**PARTS OF THE EXERCISE**
• 1. In the blog post, how many tweets does the 2012 data set contain?
• 2. Copy the passage of the blog post from "These guys start" to "users in 2012.".
• 3. Decide whether each statement agrees with the blog post, and quote the words that settle it: (a) Petko Bogdanov works at the University of California Santa Barbara. (b) The researchers sorted the hashtags into seven topics. (c) The 2009 data set came from 42 million users.

**DOCUMENT EXCERPT**
====================

Wednesday, July 10, 2013
The Physics arXiv Blog
One of the curious features of human behaviour is that it is predictable in certain circumstances but not in others. Knowing the difference is a fantastically valuable skill.
That's why social-media researchers the world over are scrutinising social networks for clues they can use to predict people's behaviour on scales that have never before been achieved. On this blog, we've looked at various attempts to show social media can be used to predict, with varying degrees of success, people's buying habits, movie tastes, and even future stock market purchases.
Today, Petko Bogdanov at the University of California Santa Barbara and a few pals take a new, genetically inspired approach to this task. They say every person has a fixed set of interests, called their social-media genotype, which determines their pattern of behaviour on networks such as Twitter. What's more, they say that once these genotypes have been discovered, they can be used to predict an individual's future behaviour.
These guys start with the hypothesis that each individual has a stable, pre-existing interest in certain topics and that this determines his or her pattern of behaviour on Twitter. One of the goals of their research is to determine whether it's possible to extract an individual's genotype from the firehose of data that Twitter produces. To that end, they analysed one data set consisting of 467 million tweets sent by 42 million users in 2009, and another consisting of 14.5 million tweets sent by nine thousand users in 2012.
They grouped the hashtags from these data sets into five topics—sport, business, celebrities, politics, and science/technology. “Our hypothesis is that individual users exhibit consistent behavior of adopting and using hashtags (stable genotype) within a known topic,” say Bogdanov and co.

====================

**DATASET**

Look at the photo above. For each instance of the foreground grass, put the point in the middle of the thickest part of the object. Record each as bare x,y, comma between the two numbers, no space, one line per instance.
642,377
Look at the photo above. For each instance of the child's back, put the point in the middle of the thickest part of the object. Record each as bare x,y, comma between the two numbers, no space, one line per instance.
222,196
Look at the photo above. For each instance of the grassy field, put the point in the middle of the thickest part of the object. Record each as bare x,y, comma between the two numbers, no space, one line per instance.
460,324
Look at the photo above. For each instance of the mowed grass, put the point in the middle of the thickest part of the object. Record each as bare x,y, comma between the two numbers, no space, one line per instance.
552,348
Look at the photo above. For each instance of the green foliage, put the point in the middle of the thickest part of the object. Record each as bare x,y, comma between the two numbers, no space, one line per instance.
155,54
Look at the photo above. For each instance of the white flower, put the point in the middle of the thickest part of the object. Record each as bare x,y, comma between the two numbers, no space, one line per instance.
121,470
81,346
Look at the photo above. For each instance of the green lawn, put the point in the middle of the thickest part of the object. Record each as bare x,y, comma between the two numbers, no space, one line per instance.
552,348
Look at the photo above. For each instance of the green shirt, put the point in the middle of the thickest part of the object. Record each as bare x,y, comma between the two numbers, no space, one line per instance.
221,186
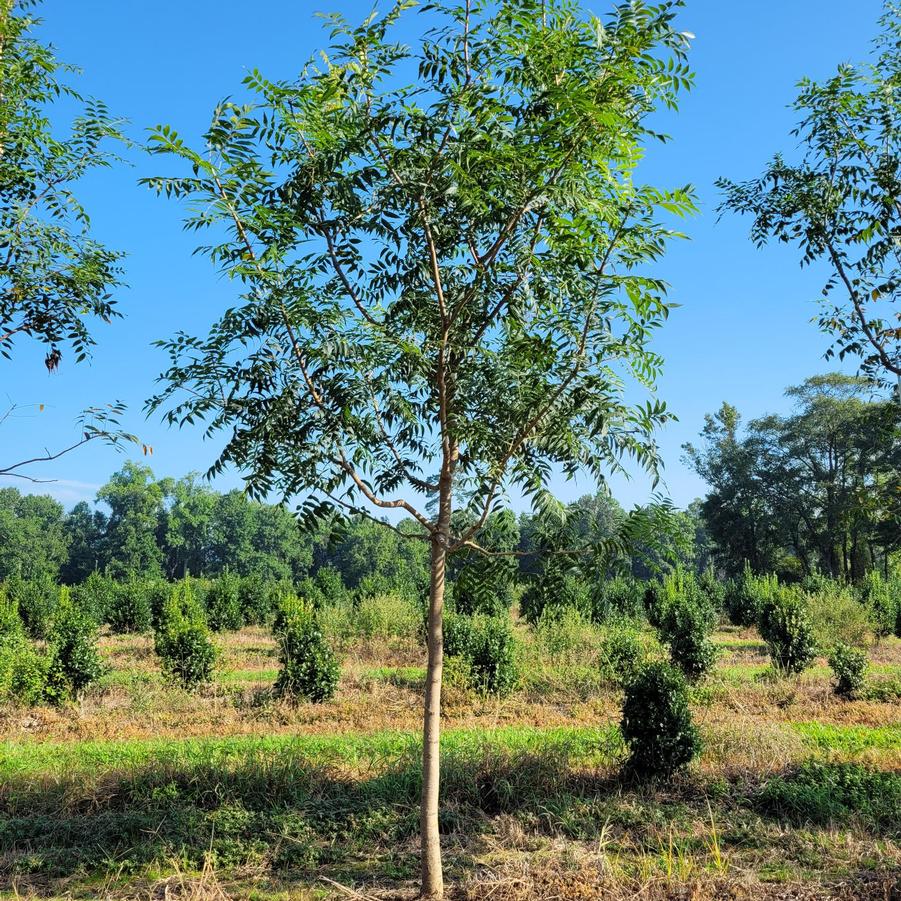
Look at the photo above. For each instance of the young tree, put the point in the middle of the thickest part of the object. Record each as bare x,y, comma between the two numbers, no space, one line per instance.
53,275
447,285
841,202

====================

**EXERCISE SOLUTIONS**
• 1. 14.5 million tweets

• 2.
These guys start with the hypothesis that each individual has a stable, pre-existing interest in certain topics and that this determines his or her pattern of behaviour on Twitter. One of the goals of their research is to determine whether it's possible to extract an individual's genotype from the firehose of data that Twitter produces. To that end, they analysed one data set consisting of 467 million tweets sent by 42 million users in 2009, and another consisting of 14.5 million tweets sent by nine thousand users in 2012.

• 3.
(a) Yes: "Petko Bogdanov at the University of California Santa Barbara"
(b) No: "They grouped the hashtags from these data sets into five topics"
(c) Yes: "467 million tweets sent by 42 million users in 2009"